→ **TASK DIRECTIONS**:
Answer from the passage below about the attack on Imran Khan's convoy:
1. In which city was the protest march taking place when the gunfire hit?
2. In which city was the march supposed to finish?
3. Which official said Khan was in a stable condition, and what post did she hold?

Pakistan's ousted prime minister Imran Khan has survived a gun attack on his convoy while holding a protest march in the eastern city of Wazirabad.
He was injured in the leg and four other people were also hurt when a burst of gunfire hit their platform, a container towed by a lorry.
There was no immediate official comment on the motive for the attack which allies say was an assassination bid.
The protest march had been called to demand early elections.
Khan, 70, was leading the march, which was meant to end in the capital Islamabad.
The former prime minister was seen being taken to a hospital in Lahore. A party spokesman said he had been hit in the shin.
An official from his PTI party, provincial health minister Yasmeen Rashid, said Mr Khan was in a stable condition.
Police released a video confession of a man they arrested who they say had attempted to kill the former prime minister.
It is unclear under what conditions the interview was carried out but in it the man is asked by police why he opened fire, and replies: "He was misguiding the people. I wanted to kill him. I tried to kill him."
Video footage from the scene shows Khan and his supporters riding on top of the shipping container before a burst of gunfire is heard. Khan is then seen ducking, as those around him try to cover him.

→ **INFORMATION SUPPLIED**:
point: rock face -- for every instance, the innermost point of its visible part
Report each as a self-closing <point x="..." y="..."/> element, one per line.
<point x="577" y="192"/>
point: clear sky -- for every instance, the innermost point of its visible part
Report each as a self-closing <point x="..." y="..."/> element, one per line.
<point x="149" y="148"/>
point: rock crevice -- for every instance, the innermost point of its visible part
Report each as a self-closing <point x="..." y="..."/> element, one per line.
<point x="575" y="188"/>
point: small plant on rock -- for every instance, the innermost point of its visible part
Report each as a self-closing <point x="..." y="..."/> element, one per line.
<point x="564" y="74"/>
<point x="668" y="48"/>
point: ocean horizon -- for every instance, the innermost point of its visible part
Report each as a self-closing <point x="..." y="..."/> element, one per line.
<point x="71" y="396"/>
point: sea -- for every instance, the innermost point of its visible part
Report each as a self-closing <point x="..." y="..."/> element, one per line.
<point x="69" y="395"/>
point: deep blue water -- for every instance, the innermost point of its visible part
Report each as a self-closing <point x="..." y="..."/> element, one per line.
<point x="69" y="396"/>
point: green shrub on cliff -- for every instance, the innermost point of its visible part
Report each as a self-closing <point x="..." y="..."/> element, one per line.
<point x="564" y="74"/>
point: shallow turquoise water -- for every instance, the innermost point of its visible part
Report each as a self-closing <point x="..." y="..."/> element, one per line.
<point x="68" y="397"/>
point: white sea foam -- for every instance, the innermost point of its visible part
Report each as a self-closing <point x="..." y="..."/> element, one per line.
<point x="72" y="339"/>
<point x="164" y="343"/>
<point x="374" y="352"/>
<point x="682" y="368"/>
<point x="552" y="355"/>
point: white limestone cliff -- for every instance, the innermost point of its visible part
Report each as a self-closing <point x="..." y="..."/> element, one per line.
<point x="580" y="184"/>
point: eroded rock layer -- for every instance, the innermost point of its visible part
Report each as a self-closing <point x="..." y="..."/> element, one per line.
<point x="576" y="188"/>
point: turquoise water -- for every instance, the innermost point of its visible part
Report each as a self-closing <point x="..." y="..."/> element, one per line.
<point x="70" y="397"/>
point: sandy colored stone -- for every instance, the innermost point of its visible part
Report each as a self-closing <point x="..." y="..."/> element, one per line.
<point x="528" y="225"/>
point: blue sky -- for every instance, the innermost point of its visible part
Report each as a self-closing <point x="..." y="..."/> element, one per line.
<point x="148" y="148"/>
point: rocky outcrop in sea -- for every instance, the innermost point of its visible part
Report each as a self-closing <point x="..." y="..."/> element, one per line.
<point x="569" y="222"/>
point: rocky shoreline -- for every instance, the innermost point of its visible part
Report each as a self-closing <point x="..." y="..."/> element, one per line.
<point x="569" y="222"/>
...
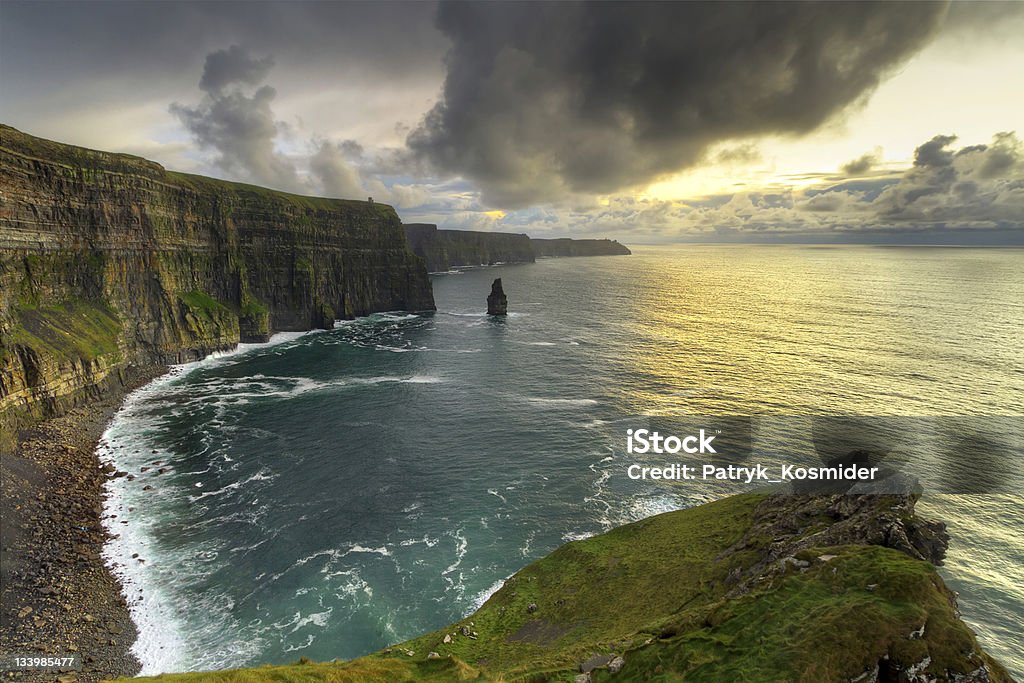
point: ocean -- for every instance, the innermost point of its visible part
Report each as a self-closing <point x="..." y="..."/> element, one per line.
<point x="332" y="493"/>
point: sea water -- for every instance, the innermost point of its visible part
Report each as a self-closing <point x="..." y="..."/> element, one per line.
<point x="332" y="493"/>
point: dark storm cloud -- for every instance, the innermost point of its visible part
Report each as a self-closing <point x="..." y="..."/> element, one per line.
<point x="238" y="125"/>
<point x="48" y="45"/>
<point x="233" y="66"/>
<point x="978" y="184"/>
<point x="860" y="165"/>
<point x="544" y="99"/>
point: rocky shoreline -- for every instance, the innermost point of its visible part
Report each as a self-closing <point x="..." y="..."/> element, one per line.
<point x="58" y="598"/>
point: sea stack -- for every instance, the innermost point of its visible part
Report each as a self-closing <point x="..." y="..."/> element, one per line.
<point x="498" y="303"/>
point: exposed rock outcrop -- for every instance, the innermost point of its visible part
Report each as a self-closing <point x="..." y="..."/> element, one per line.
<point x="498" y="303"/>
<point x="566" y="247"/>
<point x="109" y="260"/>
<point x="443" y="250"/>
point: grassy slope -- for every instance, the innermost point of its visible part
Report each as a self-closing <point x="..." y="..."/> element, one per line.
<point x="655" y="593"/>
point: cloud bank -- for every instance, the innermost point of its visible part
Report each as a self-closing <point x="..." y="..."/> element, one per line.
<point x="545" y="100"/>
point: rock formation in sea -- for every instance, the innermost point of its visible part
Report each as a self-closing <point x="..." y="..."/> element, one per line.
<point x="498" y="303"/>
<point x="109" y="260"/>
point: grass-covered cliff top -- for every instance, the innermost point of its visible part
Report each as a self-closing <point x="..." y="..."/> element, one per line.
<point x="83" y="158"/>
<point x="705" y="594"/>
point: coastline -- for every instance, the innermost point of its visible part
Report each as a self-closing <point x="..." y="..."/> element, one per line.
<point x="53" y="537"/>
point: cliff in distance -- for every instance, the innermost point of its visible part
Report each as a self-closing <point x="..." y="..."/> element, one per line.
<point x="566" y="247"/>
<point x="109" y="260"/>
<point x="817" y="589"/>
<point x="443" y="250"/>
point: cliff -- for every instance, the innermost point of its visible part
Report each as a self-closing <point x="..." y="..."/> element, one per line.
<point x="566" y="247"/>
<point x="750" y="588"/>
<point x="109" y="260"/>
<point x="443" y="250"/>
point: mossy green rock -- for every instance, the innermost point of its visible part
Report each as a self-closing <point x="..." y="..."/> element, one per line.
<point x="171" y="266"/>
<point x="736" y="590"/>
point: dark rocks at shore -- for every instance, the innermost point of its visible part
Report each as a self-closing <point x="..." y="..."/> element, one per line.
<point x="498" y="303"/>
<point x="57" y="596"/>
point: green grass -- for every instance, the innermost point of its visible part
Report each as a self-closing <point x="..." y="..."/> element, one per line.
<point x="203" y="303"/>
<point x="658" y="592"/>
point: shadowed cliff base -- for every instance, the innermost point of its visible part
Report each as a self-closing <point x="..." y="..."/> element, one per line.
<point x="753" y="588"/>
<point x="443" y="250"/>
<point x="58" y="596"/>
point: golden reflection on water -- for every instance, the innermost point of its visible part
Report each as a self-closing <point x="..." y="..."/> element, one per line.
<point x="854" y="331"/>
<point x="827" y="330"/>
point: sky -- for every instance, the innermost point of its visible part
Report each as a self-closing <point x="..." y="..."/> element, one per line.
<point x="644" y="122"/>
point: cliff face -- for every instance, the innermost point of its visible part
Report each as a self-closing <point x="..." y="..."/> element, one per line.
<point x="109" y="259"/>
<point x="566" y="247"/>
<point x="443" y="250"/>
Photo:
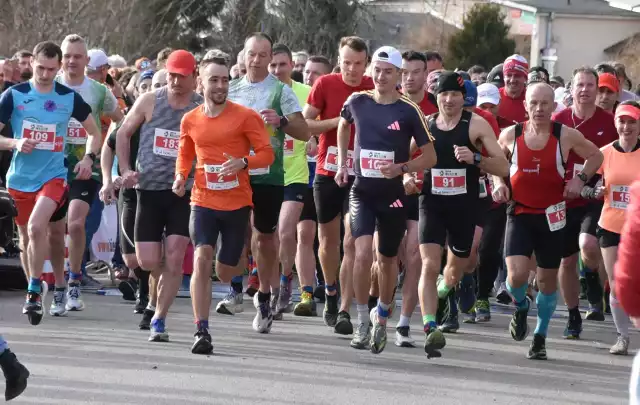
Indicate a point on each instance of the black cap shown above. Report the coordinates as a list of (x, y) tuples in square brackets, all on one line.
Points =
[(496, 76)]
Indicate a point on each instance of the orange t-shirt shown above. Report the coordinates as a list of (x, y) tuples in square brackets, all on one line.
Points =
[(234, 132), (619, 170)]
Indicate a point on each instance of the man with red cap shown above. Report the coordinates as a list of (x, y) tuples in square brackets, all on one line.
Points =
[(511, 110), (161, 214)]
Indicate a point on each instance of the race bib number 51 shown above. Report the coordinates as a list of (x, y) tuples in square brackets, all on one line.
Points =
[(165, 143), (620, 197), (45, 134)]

→ **EXPECTED ANSWER**:
1. Wazirabad
2. Islamabad
3. Yasmeen Rashid, the provincial health minister